- _Document segment_:
1.0 Academic Coach Training Course

Course Description 

The 1.0 Academic Life Coach Training is the program that put CTEDU on the map. This program has been a part of our course offerings since 2009, and it is ideal for educators, advisors, and those seeking to coach students in high school and college. 

It sets essential coach training into an academic context and adds several toolsets to help students: 

  • Address stress
  • Manage motivation
  • Harness creativity
  • Build empowering relationships with teachers, parents, and peers
  • Transform anxiety about future plans into excitement about action 

This training course runs for 26 sessions. It covers foundational coaching skills set by the International Coaching Federation (ICF) and qualifies coaches to pursue certification and accreditation by the ICF.

Throughout your training, you will learn: 

  • Foundational coaching skills, presented in a framework for working with young people. 
  • How to deliver the Academic Life Coaching Workbook for students - a 10-session program designed to increase students’ emotional intelligence and build their leadership, communication, and academic skills. 

Two Pathways: 

  1. Individual Practice: This pathway includes tips and tricks focused on building a successful academic coaching business. 
  2. University: This pathway is designed for university groups or individuals looking to implement coaching skills into their current university roles. 

Course Format

The class will meet once a week for two hours, at your designated class time. Each class is broken into three main parts:

  1. Discussion: The first third of class includes an open discussion on the chapter you read to prepare for the course. Your trainer will answer questions and provide additional insight. 
  2. Demonstration: Your trainer will demonstrate how to use the tool or skill being discussed with a volunteer client from class.

- _What the exercise asks_:
Transcribe the stretch of the course description from "The class will" through "client from class.", keeping the wording and punctuation unchanged.

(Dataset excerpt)

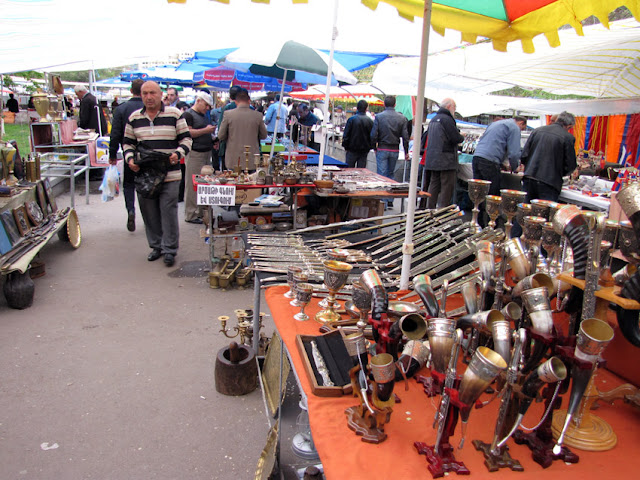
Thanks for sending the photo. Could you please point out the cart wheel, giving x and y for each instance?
(19, 290)
(63, 234)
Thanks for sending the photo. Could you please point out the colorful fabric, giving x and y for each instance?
(505, 21)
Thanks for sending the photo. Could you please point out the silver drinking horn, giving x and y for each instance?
(512, 312)
(470, 296)
(413, 326)
(501, 334)
(379, 297)
(485, 253)
(536, 301)
(442, 335)
(516, 258)
(592, 339)
(484, 367)
(629, 199)
(551, 371)
(422, 286)
(533, 281)
(480, 320)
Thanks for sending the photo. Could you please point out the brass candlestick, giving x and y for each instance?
(510, 201)
(478, 190)
(493, 206)
(335, 277)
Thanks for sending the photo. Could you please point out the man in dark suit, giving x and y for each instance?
(89, 111)
(120, 117)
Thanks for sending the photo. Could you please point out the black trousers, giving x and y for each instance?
(484, 169)
(356, 159)
(536, 189)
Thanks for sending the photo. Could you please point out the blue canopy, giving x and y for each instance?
(352, 61)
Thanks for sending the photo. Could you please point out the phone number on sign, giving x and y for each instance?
(216, 195)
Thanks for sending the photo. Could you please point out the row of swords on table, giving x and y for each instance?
(441, 238)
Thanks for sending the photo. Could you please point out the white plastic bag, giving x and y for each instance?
(110, 186)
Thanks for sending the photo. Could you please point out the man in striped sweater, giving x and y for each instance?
(165, 130)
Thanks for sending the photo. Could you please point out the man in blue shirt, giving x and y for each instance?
(499, 144)
(272, 116)
(498, 147)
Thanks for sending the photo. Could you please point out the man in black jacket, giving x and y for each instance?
(120, 117)
(548, 155)
(89, 111)
(356, 138)
(441, 159)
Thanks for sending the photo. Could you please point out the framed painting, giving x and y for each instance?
(22, 220)
(41, 196)
(51, 199)
(34, 212)
(9, 223)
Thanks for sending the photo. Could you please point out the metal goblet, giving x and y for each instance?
(493, 206)
(291, 271)
(510, 201)
(336, 275)
(541, 208)
(304, 292)
(523, 210)
(551, 244)
(628, 242)
(361, 296)
(478, 190)
(298, 278)
(532, 234)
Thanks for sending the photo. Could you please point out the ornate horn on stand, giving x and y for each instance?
(551, 371)
(593, 337)
(422, 286)
(484, 367)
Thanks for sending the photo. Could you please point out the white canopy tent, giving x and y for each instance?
(603, 63)
(58, 35)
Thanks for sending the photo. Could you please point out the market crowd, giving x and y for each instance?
(165, 141)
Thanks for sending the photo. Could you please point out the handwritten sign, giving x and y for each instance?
(222, 195)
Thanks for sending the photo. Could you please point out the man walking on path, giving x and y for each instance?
(163, 130)
(89, 111)
(389, 127)
(356, 138)
(200, 154)
(441, 159)
(242, 126)
(272, 117)
(549, 155)
(120, 117)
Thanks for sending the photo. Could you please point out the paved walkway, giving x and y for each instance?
(110, 374)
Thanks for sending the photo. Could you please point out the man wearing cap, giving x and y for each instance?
(164, 130)
(240, 127)
(200, 154)
(120, 117)
(89, 111)
(276, 113)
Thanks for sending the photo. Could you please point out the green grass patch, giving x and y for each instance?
(19, 133)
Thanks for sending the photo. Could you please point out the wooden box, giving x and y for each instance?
(334, 353)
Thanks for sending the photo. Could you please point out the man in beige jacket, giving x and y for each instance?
(242, 126)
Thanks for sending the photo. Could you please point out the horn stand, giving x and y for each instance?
(541, 441)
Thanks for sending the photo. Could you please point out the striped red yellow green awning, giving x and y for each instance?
(505, 21)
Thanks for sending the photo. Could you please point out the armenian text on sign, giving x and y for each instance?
(221, 195)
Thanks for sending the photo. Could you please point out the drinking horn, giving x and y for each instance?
(422, 286)
(551, 371)
(628, 320)
(379, 297)
(592, 339)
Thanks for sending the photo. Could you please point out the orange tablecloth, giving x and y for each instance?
(345, 456)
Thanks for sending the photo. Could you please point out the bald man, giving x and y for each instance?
(164, 130)
(441, 160)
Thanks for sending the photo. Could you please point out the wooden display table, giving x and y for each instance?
(344, 455)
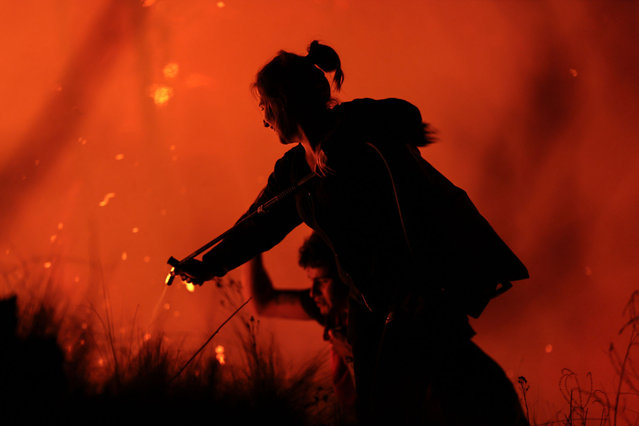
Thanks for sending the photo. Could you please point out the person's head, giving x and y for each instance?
(318, 261)
(294, 91)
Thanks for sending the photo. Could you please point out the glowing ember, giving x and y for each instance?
(106, 199)
(162, 94)
(219, 354)
(171, 70)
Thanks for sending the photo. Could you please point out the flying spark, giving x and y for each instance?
(106, 199)
(162, 94)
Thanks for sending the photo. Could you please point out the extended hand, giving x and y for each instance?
(195, 272)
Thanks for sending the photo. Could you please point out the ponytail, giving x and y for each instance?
(327, 60)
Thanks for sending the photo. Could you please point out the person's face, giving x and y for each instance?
(269, 121)
(322, 288)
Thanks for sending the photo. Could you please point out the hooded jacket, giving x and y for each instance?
(397, 226)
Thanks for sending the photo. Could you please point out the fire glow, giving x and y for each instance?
(219, 354)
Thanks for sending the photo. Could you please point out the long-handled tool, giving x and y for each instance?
(175, 263)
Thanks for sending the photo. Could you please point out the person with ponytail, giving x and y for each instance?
(416, 255)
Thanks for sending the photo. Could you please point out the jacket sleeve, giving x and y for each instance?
(262, 231)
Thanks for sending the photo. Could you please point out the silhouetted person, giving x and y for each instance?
(415, 253)
(325, 302)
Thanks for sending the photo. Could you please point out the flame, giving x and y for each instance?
(161, 95)
(219, 354)
(106, 199)
(171, 70)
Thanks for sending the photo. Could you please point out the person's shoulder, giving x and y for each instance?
(290, 157)
(376, 104)
(384, 119)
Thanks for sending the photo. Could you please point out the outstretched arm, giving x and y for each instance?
(269, 301)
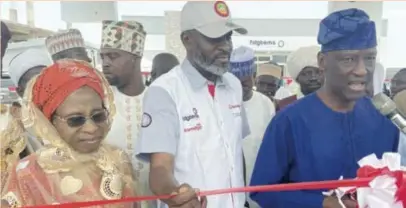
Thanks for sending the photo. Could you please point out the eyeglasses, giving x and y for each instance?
(78, 121)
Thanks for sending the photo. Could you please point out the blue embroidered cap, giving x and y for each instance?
(349, 29)
(242, 62)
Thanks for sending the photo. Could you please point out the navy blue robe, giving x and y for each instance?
(307, 141)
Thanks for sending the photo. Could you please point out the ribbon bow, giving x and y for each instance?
(387, 189)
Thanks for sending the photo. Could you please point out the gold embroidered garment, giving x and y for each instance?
(57, 174)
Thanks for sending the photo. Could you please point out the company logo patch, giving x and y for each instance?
(146, 120)
(221, 8)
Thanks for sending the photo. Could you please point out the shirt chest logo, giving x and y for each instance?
(235, 109)
(190, 117)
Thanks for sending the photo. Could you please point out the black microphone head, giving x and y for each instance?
(384, 104)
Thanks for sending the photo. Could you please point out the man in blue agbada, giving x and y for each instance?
(324, 135)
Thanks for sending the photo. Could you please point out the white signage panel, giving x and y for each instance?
(88, 11)
(266, 43)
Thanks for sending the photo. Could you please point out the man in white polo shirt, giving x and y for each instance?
(194, 121)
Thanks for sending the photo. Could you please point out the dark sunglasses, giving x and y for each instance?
(78, 121)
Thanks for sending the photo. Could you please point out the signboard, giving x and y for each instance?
(266, 43)
(88, 11)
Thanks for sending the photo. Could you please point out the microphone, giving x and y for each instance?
(388, 108)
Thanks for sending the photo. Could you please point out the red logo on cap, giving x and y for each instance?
(221, 8)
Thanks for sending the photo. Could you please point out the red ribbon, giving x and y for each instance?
(362, 182)
(365, 175)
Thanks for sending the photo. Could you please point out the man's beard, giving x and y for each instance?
(113, 81)
(202, 62)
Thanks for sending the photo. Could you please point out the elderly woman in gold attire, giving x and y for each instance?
(70, 106)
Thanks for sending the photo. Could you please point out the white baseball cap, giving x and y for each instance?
(211, 18)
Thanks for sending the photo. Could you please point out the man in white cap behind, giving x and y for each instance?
(194, 121)
(307, 77)
(121, 51)
(67, 45)
(15, 142)
(259, 108)
(376, 80)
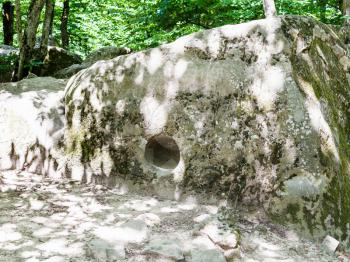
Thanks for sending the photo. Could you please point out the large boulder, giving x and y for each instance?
(8, 57)
(103, 53)
(31, 125)
(255, 113)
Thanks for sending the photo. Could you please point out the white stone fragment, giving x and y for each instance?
(330, 243)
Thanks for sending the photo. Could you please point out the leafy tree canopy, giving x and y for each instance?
(141, 24)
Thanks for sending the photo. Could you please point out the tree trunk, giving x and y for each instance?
(7, 20)
(28, 40)
(322, 4)
(269, 8)
(47, 27)
(64, 24)
(345, 9)
(18, 22)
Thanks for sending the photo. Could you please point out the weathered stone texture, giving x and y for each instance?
(259, 112)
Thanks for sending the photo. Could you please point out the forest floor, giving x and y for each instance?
(45, 220)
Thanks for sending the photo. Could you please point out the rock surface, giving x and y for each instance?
(255, 113)
(31, 125)
(64, 229)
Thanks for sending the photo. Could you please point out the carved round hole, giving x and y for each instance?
(162, 151)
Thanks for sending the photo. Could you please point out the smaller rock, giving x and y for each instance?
(100, 250)
(165, 247)
(149, 218)
(224, 238)
(209, 255)
(330, 243)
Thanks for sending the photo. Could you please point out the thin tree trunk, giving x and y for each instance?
(29, 36)
(269, 8)
(322, 4)
(345, 9)
(7, 20)
(47, 27)
(18, 22)
(64, 24)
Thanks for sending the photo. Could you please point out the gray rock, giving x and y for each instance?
(102, 251)
(255, 112)
(70, 71)
(206, 255)
(31, 124)
(165, 247)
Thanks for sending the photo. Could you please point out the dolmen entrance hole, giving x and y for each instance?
(162, 152)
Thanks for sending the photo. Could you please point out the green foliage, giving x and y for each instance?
(141, 24)
(7, 62)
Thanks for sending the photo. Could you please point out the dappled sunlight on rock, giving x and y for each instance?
(91, 223)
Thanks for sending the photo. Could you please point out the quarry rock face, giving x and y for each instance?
(31, 125)
(255, 113)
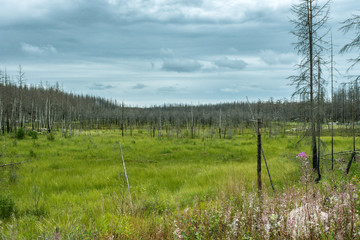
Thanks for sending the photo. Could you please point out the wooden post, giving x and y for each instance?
(259, 155)
(127, 180)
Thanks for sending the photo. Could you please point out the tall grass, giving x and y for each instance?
(180, 187)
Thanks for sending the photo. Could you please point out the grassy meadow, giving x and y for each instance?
(74, 187)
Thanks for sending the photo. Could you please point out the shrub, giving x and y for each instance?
(20, 133)
(7, 206)
(51, 137)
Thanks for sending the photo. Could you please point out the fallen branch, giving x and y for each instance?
(10, 164)
(350, 151)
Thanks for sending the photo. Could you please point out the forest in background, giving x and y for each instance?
(44, 108)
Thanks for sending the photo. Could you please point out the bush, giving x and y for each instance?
(33, 134)
(51, 137)
(7, 206)
(20, 133)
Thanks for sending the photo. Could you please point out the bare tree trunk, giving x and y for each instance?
(259, 154)
(313, 131)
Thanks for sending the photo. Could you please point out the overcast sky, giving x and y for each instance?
(146, 52)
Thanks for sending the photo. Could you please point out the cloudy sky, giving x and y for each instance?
(146, 52)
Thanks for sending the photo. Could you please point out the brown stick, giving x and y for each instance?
(259, 155)
(9, 164)
(127, 180)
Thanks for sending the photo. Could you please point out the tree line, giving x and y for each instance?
(45, 108)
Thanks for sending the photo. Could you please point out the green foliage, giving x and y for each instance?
(84, 193)
(20, 134)
(50, 136)
(7, 206)
(33, 134)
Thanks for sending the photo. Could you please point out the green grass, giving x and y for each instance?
(78, 183)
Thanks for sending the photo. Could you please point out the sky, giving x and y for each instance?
(151, 52)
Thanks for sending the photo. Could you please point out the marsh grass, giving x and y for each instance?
(77, 184)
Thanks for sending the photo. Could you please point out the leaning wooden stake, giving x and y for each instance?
(259, 155)
(127, 179)
(262, 150)
(11, 164)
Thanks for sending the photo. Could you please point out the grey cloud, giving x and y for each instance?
(271, 57)
(230, 63)
(166, 89)
(38, 50)
(99, 86)
(139, 86)
(181, 65)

- _Answer to this exercise_:
The class will meet once a week for two hours, at your designated class time. Each class is broken into three main parts:

  1. Discussion: The first third of class includes an open discussion on the chapter you read to prepare for the course. Your trainer will answer questions and provide additional insight. 
  2. Demonstration: Your trainer will demonstrate how to use the tool or skill being discussed with a volunteer client from class.